- DIRECTION -
Show every line of the items below that contains the word "purple".

======== RECORD SET

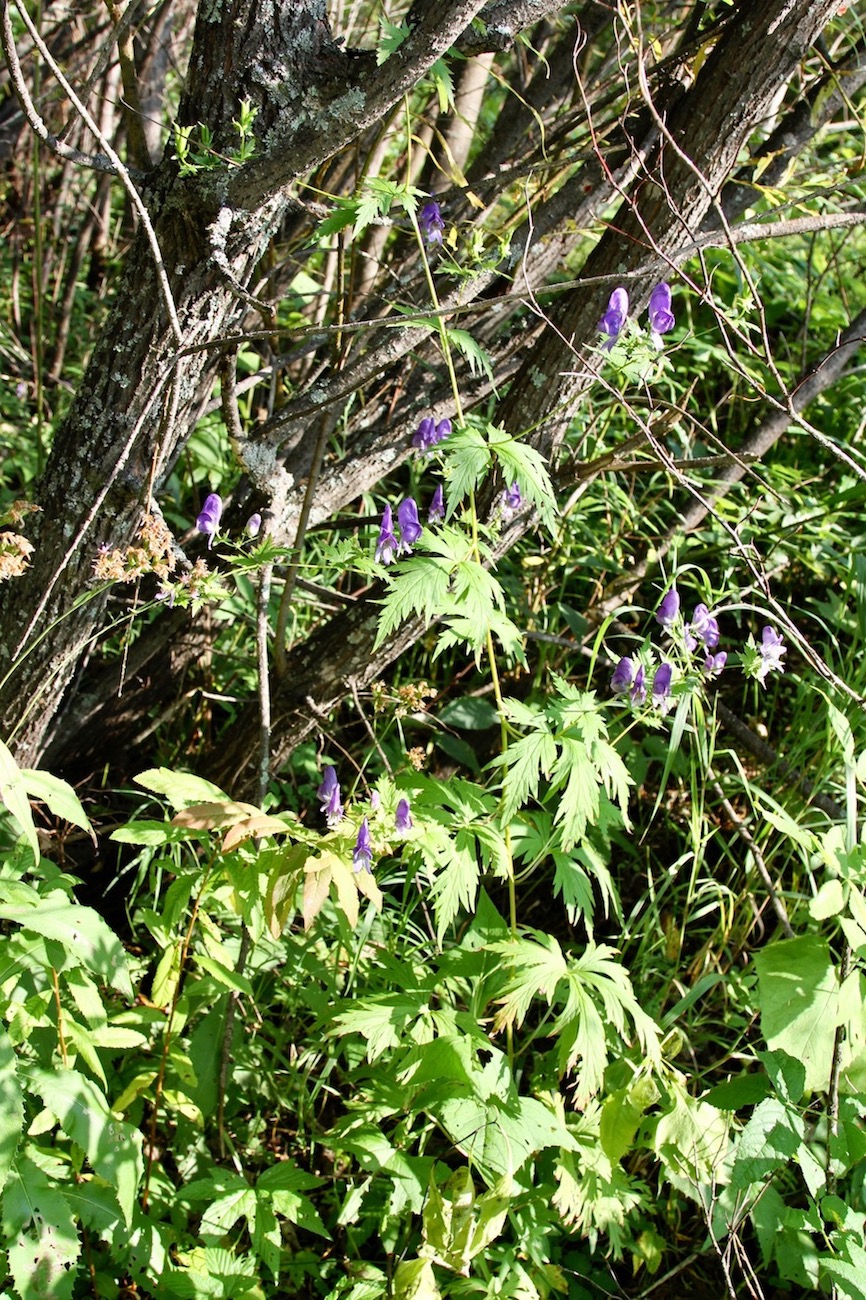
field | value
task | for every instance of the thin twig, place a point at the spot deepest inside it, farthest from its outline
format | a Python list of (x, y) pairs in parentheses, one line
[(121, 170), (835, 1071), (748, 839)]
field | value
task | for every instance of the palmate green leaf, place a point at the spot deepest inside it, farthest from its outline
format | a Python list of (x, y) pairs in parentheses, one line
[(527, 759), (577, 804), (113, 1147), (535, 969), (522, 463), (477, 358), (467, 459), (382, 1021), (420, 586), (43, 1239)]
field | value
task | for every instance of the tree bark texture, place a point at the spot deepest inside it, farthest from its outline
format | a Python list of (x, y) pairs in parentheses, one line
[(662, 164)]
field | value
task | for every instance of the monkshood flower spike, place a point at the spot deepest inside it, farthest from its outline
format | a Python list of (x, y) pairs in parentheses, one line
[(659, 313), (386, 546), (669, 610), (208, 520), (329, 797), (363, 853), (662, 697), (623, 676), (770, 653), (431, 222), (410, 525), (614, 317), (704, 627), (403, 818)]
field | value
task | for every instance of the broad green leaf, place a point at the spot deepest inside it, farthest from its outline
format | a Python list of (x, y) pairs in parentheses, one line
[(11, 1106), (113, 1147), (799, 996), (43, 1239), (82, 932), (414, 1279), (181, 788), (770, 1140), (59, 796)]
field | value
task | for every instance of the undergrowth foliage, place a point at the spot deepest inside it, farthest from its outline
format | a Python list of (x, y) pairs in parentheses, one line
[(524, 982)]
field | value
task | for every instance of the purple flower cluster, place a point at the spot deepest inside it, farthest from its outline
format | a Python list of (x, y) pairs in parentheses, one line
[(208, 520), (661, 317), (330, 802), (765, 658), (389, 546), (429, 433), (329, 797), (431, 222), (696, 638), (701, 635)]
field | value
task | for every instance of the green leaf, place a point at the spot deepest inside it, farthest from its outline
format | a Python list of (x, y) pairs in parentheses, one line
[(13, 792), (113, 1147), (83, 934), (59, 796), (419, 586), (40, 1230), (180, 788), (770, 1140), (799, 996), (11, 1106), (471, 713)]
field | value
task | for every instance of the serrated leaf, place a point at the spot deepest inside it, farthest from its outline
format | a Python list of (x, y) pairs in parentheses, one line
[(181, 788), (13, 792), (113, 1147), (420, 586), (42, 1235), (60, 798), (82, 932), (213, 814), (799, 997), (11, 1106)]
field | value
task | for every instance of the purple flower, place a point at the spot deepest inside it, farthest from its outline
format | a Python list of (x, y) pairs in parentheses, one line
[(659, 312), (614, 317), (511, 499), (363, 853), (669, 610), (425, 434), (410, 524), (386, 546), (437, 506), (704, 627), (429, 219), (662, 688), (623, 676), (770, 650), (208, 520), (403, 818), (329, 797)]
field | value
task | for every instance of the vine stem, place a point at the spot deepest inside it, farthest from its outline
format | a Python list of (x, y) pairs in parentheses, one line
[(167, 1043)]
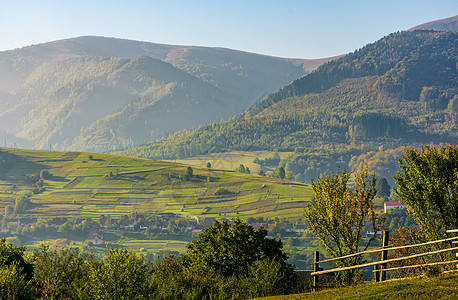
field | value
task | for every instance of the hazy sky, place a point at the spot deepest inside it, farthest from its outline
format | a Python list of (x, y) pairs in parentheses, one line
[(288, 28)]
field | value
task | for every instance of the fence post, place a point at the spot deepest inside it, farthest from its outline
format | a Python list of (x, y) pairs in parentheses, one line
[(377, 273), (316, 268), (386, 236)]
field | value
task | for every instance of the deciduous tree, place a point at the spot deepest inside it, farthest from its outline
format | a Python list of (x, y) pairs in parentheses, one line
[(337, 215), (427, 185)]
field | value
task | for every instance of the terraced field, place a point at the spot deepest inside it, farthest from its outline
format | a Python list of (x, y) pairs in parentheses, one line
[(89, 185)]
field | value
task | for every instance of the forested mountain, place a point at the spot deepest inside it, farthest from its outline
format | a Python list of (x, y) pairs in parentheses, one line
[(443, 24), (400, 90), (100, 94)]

================

- COMPLETE RESPONSE -
task | for every instance of the purple flower cluster, place a point at the spot deepest inside it, farthest from its outline
task | for every instance of the purple flower, place a point at the spot deepest inside it, farthest from its outline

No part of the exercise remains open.